- [TEXT SHOWN]:
┌────────
A wonderful biography of Newton is Never at Rest, by Richard Westfall. I must admit, Newton is a strange man. His argument with Leibniz about the invention of calculus is perhaps the classic example of an ugly priority dispute. He does not seem to be particularly kind or generous, despite his undeniable genius.

Was Newton a biological physicist? Well, that may be a stretch, but Colin Pennycuick has written a book titled Newton Rules Biology, so we cannot deny his influence. I would say that Newton’s contributions are so widespread and fundamental that they play an important role in all subfields of physics.

Ultraviolet Light Causes Skin Cancer

The New England Journal of Medicine is arguably the premier medical journal in the world. Russ Hobbie is a regular reader, and he sometimes calls my attention to articles that are closely related to topics in the 4th edition of Intermediate Physics for Medicine and Biology. The September 2, 2010 issue of the NEJM contains the article “Indoor Tanning—Science, Behavior, and Policy” (Volume 363, Pages 901–903), by David Fisher and William James. The article begins

The concern arises from increases in the incidence of melanoma and its related mortality. In the United States, the incidence of melanoma is increasing more rapidly than that of any other cancer. From 1992 through 2004, there was a particularly alarming trend in new melanoma diagnoses among girls and women between the ages of 15 and 39. Data from the National Cancer Institute’s Surveillance, Epidemiology, and End Results Registry show an estimated annual increase of 2.7% in this group. Researchers suspect that the increase results at least partially from the expanded use of tanning beds.
└────────
Referring expression grounding data
┌────────
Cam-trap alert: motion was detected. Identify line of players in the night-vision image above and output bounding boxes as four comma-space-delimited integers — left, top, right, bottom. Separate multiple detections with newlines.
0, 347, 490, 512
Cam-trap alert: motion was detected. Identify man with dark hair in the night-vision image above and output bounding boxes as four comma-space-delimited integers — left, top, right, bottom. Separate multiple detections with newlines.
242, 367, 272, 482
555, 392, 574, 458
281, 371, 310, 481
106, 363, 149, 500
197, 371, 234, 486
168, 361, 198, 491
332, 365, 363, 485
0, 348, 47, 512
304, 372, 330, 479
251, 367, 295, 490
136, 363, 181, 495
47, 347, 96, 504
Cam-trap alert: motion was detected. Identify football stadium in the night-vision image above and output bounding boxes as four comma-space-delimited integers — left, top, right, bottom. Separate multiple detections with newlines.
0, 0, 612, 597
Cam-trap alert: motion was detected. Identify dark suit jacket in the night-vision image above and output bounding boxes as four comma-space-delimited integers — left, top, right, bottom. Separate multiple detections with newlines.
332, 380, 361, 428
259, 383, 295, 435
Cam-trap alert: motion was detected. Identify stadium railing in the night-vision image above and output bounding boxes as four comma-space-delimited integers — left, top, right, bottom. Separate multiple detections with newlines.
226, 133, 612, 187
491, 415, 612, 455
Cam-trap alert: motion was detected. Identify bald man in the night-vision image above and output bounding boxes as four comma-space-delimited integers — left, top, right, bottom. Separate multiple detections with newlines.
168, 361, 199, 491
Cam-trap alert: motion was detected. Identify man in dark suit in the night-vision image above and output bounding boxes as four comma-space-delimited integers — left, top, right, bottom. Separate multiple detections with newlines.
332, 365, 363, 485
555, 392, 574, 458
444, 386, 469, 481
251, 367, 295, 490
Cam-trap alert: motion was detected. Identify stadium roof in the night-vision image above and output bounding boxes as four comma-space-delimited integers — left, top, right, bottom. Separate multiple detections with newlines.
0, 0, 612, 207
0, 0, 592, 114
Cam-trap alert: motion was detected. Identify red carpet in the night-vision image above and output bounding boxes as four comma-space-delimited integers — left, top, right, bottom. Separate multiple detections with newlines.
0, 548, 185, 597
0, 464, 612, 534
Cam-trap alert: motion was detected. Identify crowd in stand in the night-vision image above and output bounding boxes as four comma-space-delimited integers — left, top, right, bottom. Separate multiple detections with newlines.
└────────
- [ACTION ITEM]:
Reproduce the section of the passage on Newton and indoor tanning that starts at the words "A wonderful biography" and stops after "subfields of physics.".

- [RESPONSE BELOW]:
A wonderful biography of Newton is Never at Rest, by Richard Westfall. I must admit, Newton is a strange man. His argument with Leibniz about the invention of calculus is perhaps the classic example of an ugly priority dispute. He does not seem to be particularly kind or generous, despite his undeniable genius.

Was Newton a biological physicist? Well, that may be a stretch, but Colin Pennycuick has written a book titled Newton Rules Biology, so we cannot deny his influence. I would say that Newton’s contributions are so widespread and fundamental that they play an important role in all subfields of physics.